Prompt
Each line of the data that includes the string "target" is to be copied out.

[Opening Given information section]

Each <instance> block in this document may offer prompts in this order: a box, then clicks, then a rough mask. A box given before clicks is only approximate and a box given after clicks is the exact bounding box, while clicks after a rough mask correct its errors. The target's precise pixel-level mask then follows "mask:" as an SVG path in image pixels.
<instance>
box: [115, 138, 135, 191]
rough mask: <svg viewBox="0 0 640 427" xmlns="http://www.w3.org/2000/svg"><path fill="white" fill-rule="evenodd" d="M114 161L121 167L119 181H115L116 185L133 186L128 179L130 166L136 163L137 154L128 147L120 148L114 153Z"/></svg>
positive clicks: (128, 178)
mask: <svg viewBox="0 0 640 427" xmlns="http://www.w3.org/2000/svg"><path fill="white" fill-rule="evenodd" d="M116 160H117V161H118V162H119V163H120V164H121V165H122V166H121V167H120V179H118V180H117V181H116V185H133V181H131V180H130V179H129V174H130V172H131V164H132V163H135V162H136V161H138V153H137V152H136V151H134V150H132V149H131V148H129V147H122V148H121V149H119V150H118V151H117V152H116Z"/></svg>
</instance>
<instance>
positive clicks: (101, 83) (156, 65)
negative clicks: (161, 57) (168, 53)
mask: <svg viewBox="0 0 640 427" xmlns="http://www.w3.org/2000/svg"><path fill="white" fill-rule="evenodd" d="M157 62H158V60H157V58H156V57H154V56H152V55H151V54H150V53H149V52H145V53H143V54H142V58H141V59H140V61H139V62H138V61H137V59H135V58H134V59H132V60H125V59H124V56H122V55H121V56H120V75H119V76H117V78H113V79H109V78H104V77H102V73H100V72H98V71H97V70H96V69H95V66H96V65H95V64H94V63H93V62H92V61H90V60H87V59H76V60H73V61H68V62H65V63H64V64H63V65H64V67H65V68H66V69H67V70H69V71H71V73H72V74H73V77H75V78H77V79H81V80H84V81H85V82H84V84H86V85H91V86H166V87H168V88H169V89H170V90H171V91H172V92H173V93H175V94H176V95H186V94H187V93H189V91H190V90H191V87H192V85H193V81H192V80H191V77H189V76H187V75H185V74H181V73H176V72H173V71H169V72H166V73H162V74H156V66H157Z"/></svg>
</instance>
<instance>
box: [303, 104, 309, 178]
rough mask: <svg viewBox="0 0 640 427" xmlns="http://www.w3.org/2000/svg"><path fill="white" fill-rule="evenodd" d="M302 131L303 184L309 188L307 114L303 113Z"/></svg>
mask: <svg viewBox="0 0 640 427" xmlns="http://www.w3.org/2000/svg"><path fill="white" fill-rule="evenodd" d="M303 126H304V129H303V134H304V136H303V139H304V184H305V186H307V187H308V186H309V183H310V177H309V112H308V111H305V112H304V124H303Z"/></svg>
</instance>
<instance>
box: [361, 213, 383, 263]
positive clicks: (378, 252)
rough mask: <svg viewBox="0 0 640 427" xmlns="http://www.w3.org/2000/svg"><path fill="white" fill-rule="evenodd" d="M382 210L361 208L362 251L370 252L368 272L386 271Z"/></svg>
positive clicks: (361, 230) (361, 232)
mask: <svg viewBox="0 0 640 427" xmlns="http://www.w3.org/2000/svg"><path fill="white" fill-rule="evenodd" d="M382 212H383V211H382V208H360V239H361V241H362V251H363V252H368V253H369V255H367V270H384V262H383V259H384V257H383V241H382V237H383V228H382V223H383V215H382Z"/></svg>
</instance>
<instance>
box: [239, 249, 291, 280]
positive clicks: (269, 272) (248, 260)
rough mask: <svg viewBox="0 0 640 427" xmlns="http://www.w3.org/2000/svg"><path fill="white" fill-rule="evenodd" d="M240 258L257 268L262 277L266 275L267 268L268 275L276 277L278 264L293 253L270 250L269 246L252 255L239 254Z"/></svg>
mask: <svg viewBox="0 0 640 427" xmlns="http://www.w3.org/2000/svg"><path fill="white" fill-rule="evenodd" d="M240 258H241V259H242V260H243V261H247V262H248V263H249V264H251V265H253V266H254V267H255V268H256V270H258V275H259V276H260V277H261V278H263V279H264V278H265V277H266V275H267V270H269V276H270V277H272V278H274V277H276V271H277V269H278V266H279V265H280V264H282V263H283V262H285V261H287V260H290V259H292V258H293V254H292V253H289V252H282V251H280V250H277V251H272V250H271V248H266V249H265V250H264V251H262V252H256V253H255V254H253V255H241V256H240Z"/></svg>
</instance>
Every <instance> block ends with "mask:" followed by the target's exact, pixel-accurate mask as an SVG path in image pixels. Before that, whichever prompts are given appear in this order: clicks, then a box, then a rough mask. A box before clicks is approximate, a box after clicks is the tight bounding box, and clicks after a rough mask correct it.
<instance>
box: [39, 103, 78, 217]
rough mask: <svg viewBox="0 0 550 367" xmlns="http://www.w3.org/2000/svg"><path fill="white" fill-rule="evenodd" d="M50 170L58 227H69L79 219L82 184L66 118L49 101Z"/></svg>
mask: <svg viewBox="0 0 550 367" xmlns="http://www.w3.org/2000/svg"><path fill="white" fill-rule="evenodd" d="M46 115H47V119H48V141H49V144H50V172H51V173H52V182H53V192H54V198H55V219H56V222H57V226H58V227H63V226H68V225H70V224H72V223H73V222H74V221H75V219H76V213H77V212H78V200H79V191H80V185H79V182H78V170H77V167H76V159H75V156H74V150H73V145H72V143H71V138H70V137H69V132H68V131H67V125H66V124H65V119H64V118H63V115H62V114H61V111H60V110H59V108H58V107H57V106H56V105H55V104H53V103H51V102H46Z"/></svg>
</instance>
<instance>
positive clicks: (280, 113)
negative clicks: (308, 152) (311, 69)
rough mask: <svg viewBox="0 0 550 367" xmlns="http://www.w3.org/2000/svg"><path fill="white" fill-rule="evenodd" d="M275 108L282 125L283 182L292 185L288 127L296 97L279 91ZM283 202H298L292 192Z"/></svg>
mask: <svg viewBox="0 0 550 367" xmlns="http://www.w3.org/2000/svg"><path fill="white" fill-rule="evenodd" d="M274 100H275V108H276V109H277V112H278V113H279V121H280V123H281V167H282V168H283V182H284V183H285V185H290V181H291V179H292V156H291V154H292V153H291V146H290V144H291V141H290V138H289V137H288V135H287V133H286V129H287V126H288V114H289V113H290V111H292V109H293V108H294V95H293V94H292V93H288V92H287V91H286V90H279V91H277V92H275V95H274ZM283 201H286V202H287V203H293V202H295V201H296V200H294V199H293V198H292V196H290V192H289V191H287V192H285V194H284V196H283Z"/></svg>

[Closing Given information section]

Response for this exercise
Each <instance> block in this document may offer prompts in this order: a box, then clicks, then a rough mask. A box given before clicks is only approximate and a box given after clicks is the exact bounding box, while clicks after a rough mask correct its errors. The target's precise pixel-level mask then follows "mask:" as an SVG path in image pixels.
Every <instance> block ends with "mask:" followed by the target's exact, pixel-accurate mask as an SVG path in image pixels. Before that, whichever prompts are given appear in this order: clicks, then a box, then a rough mask. A box before clicks is approximate, a box after clicks is the tight bounding box, and clicks after a rough mask correct it.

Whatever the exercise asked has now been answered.